What is expected —
Rewrite every line from the one containing "Where can the red and" through the last line of the entries, keeping the request lines as they are and shifting each coordinate in the answers up by 66.

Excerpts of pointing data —
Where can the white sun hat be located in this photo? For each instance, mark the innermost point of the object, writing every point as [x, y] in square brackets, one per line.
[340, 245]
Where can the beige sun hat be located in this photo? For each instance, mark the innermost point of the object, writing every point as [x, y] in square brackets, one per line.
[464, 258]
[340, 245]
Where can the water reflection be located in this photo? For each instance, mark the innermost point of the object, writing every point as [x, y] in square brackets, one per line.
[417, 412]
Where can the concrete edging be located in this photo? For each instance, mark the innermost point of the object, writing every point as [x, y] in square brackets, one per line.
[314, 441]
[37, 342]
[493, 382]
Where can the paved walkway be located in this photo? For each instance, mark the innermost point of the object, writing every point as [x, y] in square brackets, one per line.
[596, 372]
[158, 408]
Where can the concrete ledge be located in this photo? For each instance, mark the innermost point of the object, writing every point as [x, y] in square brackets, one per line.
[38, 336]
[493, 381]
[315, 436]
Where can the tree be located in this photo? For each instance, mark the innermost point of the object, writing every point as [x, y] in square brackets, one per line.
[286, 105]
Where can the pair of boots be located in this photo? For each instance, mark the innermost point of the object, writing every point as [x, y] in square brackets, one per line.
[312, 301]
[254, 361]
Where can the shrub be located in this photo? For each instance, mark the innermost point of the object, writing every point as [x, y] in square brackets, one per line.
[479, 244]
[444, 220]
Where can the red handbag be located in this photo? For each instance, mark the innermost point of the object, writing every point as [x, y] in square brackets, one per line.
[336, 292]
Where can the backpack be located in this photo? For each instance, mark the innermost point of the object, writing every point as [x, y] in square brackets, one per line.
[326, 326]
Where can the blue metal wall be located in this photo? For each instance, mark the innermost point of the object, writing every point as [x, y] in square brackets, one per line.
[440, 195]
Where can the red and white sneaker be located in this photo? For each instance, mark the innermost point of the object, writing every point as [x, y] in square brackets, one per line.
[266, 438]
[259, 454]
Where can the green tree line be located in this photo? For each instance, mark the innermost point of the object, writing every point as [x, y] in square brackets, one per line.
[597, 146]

In response —
Where can the red and white sneaker be located in this photo? For each instance, mark the innermost point of the object, writing every point as [x, y] in square brackets, one per line.
[332, 504]
[325, 520]
Where can the green tree line be located in this photo? For each instance, mark the innermost point of the object, writing every point as [x, y] in square brackets, one per line.
[663, 212]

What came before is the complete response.